* Extracted information

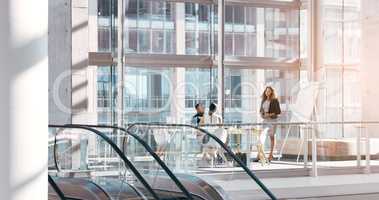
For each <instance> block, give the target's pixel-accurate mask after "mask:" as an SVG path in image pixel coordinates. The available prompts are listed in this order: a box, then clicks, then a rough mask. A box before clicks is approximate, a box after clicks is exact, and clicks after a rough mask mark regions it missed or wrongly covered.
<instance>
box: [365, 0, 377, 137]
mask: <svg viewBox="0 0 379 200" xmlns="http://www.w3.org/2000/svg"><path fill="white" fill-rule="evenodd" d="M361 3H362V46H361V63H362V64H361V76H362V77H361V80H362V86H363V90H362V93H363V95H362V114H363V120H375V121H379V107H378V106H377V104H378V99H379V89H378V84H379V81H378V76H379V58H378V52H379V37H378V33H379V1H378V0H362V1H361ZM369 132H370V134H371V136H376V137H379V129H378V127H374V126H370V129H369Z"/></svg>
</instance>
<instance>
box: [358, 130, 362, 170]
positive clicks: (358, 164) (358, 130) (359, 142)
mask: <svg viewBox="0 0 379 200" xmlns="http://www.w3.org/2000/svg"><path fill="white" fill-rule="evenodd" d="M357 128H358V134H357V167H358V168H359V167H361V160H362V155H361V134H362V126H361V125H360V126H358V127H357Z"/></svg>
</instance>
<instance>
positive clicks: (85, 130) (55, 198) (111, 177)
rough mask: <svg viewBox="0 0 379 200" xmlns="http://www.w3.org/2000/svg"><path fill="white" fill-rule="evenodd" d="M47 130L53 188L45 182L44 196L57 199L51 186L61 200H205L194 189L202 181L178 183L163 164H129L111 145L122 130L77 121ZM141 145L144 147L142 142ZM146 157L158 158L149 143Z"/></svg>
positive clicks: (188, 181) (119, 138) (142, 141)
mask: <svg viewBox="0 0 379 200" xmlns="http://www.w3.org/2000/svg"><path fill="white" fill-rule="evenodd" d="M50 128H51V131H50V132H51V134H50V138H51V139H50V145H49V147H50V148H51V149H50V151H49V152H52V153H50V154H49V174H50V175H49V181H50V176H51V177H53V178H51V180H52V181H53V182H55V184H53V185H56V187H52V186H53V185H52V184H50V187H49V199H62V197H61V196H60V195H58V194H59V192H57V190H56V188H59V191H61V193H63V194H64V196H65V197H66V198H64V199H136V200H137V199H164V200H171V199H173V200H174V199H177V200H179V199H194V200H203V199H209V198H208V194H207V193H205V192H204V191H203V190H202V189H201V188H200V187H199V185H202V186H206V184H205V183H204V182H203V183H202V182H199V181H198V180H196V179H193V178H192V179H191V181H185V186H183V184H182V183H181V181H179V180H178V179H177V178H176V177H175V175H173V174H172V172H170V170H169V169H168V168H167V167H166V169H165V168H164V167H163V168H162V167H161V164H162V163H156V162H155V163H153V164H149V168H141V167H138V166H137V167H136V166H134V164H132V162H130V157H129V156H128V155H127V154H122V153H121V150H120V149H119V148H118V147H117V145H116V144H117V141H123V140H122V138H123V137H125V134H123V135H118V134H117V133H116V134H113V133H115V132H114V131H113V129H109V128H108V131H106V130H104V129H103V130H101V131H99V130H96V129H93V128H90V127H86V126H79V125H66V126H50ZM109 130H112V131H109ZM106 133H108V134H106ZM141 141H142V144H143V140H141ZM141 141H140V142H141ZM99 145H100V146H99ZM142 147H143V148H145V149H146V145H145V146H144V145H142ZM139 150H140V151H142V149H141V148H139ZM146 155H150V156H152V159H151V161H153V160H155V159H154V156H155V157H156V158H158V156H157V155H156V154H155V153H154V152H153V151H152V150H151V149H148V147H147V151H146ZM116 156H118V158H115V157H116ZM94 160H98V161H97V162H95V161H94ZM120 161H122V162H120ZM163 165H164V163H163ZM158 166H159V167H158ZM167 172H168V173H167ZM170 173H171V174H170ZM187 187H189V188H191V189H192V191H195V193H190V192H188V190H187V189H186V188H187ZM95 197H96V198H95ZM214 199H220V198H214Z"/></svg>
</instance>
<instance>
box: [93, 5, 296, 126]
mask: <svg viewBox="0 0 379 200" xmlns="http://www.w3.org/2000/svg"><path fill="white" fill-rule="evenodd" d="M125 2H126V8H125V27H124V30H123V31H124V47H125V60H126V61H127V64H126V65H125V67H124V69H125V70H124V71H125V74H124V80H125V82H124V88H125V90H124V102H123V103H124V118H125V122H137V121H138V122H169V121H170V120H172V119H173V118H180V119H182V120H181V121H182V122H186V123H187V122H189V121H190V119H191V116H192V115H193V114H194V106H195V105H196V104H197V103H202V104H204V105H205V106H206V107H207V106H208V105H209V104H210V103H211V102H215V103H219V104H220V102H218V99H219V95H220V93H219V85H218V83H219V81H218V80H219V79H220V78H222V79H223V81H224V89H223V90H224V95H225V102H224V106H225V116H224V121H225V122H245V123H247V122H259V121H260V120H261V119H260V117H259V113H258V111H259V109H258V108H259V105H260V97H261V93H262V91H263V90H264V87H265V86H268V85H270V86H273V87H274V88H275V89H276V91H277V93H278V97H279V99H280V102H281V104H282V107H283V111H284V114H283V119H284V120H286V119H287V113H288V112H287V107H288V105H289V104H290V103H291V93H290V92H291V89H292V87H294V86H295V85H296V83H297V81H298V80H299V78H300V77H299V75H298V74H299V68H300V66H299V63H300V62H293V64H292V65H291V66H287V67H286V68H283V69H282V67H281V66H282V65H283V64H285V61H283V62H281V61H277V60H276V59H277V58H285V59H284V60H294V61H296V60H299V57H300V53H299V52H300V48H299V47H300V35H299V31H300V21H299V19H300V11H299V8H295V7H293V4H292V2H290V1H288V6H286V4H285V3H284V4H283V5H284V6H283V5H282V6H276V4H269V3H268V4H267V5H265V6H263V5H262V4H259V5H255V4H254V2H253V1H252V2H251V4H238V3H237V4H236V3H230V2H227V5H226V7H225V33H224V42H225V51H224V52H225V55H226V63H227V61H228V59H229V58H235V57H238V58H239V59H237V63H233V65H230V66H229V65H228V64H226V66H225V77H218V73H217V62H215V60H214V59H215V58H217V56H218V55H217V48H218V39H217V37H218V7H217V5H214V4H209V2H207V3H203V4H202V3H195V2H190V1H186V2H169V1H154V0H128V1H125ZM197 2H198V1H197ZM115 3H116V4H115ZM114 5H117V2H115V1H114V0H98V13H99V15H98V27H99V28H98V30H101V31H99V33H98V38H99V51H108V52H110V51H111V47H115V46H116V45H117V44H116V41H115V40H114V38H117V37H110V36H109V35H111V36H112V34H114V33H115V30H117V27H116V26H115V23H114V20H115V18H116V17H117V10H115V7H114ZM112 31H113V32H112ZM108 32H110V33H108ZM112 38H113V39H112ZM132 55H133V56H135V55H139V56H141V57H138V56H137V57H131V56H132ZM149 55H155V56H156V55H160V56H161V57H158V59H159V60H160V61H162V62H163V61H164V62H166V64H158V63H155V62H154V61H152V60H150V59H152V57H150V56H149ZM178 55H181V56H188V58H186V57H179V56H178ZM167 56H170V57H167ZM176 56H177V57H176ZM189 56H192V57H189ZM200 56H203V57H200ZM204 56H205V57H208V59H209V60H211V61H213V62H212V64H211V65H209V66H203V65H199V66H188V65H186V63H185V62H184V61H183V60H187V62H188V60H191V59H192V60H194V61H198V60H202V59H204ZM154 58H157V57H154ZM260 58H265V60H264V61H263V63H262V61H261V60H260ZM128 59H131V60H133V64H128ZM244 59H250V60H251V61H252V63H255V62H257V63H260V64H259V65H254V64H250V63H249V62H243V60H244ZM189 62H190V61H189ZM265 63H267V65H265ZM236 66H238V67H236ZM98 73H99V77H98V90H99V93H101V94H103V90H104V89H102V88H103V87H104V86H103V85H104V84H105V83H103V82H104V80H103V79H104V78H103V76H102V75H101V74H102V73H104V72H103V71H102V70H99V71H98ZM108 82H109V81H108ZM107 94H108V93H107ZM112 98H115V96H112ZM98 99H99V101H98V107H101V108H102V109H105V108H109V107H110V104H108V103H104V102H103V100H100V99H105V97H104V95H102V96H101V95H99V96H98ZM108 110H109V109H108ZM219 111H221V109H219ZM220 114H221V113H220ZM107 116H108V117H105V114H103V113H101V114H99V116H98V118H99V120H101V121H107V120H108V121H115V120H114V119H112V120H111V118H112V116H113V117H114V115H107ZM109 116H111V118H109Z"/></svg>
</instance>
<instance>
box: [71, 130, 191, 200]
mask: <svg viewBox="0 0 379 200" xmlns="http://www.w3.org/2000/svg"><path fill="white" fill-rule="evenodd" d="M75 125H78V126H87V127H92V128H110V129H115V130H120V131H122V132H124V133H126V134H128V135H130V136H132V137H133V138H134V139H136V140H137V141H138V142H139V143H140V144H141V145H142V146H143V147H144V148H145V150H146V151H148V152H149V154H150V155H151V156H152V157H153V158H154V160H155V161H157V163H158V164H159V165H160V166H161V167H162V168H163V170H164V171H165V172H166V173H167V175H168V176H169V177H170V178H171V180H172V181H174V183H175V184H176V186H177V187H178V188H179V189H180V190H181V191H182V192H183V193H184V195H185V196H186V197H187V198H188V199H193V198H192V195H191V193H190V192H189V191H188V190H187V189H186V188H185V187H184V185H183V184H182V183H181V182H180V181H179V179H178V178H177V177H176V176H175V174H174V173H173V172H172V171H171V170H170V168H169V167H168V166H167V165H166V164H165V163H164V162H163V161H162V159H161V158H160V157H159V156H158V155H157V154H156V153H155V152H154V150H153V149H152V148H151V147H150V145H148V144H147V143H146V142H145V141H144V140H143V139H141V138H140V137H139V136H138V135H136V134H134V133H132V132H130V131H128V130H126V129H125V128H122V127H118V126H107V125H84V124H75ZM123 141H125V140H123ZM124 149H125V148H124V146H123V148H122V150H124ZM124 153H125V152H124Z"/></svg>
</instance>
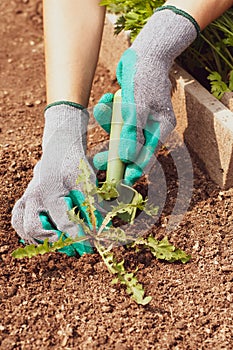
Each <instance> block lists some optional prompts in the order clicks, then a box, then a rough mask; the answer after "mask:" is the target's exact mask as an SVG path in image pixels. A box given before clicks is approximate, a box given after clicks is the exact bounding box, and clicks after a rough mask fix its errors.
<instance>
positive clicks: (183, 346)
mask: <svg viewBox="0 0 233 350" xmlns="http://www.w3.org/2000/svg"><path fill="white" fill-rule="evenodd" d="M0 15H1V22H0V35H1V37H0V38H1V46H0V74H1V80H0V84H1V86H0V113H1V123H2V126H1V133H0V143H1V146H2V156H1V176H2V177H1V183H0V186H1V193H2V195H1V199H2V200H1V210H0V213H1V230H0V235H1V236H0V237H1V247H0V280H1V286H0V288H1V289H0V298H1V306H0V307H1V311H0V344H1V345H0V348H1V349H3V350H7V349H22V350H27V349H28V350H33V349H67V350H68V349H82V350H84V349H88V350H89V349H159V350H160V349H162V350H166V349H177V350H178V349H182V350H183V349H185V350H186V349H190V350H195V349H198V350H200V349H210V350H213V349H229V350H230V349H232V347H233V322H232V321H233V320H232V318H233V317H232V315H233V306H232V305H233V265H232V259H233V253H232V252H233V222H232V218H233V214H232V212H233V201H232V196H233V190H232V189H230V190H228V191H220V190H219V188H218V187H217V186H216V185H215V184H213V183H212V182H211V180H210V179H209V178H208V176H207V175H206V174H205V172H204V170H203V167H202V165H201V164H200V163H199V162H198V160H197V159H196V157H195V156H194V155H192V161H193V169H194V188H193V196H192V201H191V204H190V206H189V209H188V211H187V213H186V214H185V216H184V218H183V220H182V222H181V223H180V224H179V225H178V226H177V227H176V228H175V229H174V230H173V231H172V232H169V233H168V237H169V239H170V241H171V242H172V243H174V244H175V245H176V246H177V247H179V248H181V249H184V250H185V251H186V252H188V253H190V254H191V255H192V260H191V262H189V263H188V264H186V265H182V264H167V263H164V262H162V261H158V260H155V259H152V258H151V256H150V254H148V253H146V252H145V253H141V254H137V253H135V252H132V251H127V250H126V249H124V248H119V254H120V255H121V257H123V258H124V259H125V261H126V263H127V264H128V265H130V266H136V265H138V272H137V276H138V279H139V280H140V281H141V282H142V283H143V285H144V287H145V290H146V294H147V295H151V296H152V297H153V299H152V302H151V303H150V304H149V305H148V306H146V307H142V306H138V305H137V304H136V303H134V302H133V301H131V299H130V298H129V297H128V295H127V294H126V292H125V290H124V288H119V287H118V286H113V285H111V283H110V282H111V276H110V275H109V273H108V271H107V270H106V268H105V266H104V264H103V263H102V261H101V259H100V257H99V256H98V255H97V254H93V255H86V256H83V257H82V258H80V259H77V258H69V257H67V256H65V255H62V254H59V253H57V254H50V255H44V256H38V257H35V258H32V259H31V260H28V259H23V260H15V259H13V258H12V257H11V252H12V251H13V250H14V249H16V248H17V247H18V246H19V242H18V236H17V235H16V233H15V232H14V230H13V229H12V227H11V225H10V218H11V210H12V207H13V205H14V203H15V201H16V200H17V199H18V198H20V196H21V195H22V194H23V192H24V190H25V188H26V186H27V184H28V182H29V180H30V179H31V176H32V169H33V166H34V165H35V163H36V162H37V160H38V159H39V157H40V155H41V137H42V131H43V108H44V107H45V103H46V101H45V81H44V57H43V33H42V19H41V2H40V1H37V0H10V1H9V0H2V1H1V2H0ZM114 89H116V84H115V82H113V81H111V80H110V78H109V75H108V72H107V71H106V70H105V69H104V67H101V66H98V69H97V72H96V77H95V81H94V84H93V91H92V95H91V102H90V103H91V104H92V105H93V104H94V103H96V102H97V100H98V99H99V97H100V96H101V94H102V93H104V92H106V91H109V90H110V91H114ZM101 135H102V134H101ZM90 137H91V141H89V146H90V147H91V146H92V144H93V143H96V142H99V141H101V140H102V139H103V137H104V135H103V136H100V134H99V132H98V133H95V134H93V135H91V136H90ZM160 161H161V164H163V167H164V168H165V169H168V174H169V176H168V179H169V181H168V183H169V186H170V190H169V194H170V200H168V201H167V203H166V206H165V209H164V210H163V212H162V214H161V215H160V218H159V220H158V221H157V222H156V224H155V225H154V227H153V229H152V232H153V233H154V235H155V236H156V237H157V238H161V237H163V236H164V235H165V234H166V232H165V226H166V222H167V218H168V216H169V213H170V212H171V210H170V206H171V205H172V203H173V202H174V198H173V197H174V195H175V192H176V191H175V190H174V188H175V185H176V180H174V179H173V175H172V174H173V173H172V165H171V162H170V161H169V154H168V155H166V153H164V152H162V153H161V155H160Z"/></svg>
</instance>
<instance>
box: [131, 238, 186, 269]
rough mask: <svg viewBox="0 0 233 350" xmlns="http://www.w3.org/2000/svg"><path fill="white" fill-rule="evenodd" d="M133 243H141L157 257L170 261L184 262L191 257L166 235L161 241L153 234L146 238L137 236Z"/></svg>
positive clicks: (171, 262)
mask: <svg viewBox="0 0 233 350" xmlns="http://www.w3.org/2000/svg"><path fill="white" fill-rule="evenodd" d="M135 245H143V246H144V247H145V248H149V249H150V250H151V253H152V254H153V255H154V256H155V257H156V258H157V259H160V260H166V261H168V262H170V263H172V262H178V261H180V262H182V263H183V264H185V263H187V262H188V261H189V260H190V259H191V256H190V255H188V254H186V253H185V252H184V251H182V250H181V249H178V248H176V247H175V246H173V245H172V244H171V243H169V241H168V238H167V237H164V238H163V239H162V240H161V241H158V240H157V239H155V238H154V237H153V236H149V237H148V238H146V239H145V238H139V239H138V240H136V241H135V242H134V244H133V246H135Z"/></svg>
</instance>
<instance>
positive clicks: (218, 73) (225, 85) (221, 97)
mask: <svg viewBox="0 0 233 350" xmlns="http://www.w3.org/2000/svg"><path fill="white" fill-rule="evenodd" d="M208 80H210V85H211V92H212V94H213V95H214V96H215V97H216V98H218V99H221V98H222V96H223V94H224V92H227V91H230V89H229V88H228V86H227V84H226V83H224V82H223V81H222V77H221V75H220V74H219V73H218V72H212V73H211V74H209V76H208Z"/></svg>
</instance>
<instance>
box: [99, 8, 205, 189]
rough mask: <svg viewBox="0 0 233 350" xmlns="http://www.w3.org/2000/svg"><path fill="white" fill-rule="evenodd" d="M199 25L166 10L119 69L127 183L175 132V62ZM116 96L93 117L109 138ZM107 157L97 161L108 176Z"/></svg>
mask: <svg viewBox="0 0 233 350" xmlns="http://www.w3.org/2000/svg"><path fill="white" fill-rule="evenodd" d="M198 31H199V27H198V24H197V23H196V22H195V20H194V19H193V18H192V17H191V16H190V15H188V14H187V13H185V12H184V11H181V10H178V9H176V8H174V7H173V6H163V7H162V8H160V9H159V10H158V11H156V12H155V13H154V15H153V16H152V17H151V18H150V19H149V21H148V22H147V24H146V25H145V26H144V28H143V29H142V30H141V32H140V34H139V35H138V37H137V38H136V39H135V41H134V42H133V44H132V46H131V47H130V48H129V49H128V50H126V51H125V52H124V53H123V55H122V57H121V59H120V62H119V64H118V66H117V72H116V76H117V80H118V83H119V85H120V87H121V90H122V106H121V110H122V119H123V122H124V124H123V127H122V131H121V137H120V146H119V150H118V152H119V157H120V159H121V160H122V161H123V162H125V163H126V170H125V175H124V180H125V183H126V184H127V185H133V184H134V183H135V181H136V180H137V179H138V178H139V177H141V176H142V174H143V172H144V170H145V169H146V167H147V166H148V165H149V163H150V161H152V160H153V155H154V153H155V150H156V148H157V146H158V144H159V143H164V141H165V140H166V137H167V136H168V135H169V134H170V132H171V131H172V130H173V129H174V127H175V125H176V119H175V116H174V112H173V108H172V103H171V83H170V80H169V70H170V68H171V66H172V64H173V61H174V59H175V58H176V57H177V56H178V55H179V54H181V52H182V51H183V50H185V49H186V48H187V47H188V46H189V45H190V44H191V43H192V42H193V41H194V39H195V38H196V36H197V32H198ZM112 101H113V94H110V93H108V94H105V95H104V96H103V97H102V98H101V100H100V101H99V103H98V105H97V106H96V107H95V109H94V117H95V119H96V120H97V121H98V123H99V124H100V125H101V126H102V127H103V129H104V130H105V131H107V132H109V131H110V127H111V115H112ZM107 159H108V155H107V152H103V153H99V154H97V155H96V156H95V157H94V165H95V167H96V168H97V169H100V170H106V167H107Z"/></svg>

* Problem to solve
The lines needed run from the first line of the records through the line containing "positive clicks: (85, 130)", both included. Restate them word for word, without pictures.

* Answer box
For each <instance> block, give the target's pixel-accurate mask after "mask:" as an SVG path in image pixel coordinates. The available prompts are listed in this order: a box, then clicks, then a rough mask. A box before clicks is approximate, a box after clicks is exact, and clicks after a rough mask mark regions it missed or wrongly covered.
<instance>
box: [365, 0, 377, 137]
mask: <svg viewBox="0 0 379 200" xmlns="http://www.w3.org/2000/svg"><path fill="white" fill-rule="evenodd" d="M361 3H362V46H361V63H362V64H361V76H362V77H361V80H362V86H363V90H362V93H363V95H362V114H363V120H375V121H379V107H378V106H377V104H378V99H379V89H378V84H379V81H378V76H379V58H378V52H379V37H378V33H379V1H378V0H362V1H361ZM369 132H370V134H371V136H376V137H379V129H378V127H374V126H370V129H369Z"/></svg>
</instance>
<instance>
box: [358, 130, 362, 170]
positive clicks: (358, 164) (358, 130) (359, 142)
mask: <svg viewBox="0 0 379 200" xmlns="http://www.w3.org/2000/svg"><path fill="white" fill-rule="evenodd" d="M357 128H358V134H357V167H358V168H359V167H361V160H362V155H361V134H362V126H361V125H360V126H358V127H357Z"/></svg>
</instance>
<instance>
positive clicks: (85, 130) (55, 198) (111, 177)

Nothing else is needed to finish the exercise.